* [Given instruction]:
Please write out the material below again, starting at its beginning and going on through the line with "[219,82,236,100]", that line included, with every bounding-box coordinate increased by 111 and all other text unchanged. Leave the pictures out.

>> start

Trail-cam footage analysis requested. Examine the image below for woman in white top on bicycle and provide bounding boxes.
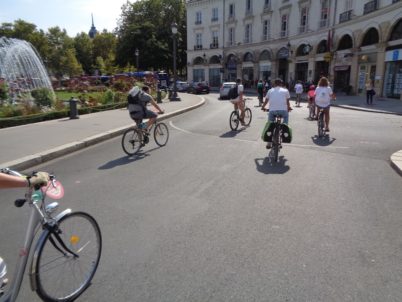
[315,77,335,132]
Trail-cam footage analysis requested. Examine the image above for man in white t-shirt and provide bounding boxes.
[295,81,303,107]
[261,79,292,124]
[230,79,245,126]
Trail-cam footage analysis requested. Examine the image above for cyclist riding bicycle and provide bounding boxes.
[315,77,335,132]
[0,172,49,189]
[261,79,292,149]
[229,79,245,126]
[128,86,164,133]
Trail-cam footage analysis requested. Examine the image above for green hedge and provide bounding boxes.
[0,102,127,128]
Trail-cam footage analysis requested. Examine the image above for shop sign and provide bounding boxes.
[385,49,402,62]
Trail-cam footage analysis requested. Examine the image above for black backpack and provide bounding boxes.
[229,85,239,100]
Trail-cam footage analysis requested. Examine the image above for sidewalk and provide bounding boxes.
[0,90,402,176]
[0,94,205,171]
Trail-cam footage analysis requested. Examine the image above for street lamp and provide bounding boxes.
[170,22,180,101]
[135,48,140,71]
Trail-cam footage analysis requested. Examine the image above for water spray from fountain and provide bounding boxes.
[0,37,54,100]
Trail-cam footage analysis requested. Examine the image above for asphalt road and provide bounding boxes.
[0,94,402,302]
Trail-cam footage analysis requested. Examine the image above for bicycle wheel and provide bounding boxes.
[229,110,239,131]
[121,128,142,155]
[34,212,102,302]
[317,112,325,137]
[244,108,253,126]
[154,123,169,147]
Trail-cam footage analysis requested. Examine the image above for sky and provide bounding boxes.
[0,0,135,38]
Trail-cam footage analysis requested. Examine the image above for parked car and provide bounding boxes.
[187,82,209,94]
[169,81,189,92]
[219,82,236,100]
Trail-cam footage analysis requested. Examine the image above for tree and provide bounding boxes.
[74,33,95,74]
[116,0,187,70]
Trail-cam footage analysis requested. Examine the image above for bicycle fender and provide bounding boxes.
[29,209,72,291]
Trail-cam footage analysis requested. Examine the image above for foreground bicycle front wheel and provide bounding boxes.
[229,110,239,131]
[154,123,169,147]
[34,212,102,302]
[244,108,253,126]
[121,128,142,155]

>> end

* [Final result]:
Trail-cam footage analysis requested. Examine the image below for woman in white top on bicycle and provide bounding boxes.
[426,188,446,243]
Trail-cam footage analysis requested. Examine the image above for man in white t-shirt and provide bounding boxes.
[406,192,414,218]
[372,190,403,235]
[341,190,356,237]
Trail-cam footage analysis requested. Examine the image above for cyclist riding bicycle and provide bounding boxes.
[426,188,446,243]
[111,283,160,300]
[372,190,403,260]
[340,190,356,237]
[239,197,275,244]
Trail-cam footage analysis requested. Examine the image above for green hedge and provide bounding boxes.
[111,213,238,239]
Trail-cam footage analysis requested. Examine the image above for shop sign and provide bounding boxes.
[496,160,513,173]
Trail-cam footage analysis requested. Examine the image above for black backpack and provide bounding boxes.
[340,196,350,211]
Trail-cam footage analysis requested. Examine the image above for sidewalk and provide bounding boxes.
[111,201,513,287]
[111,205,316,282]
Trail-cam footage analysis requested. Examine the image above for street lamp and provide bounding boxes.
[281,133,291,212]
[246,159,251,182]
Trail-cam footage analysis requested. Examine the image above for water spray from fountain and provide bounding boxes.
[111,148,165,211]
Trail-cam footage analysis requested. Examine the image above for asphalt road and provide bounding boxes.
[111,205,513,413]
Trail-cam footage analysis requested. Examine the image above for bicycle wheel and provide bounding boxes.
[340,221,350,242]
[232,239,253,266]
[145,323,213,413]
[428,223,436,248]
[355,219,364,237]
[265,234,280,258]
Trail-cam footage analysis requested. Examine the image above for sky and provide bounding boxes.
[111,111,246,149]
Trail-cam footage analysis requested. Examine the image above for parked car and provide bounding boxes.
[298,193,320,205]
[280,192,300,203]
[330,193,347,211]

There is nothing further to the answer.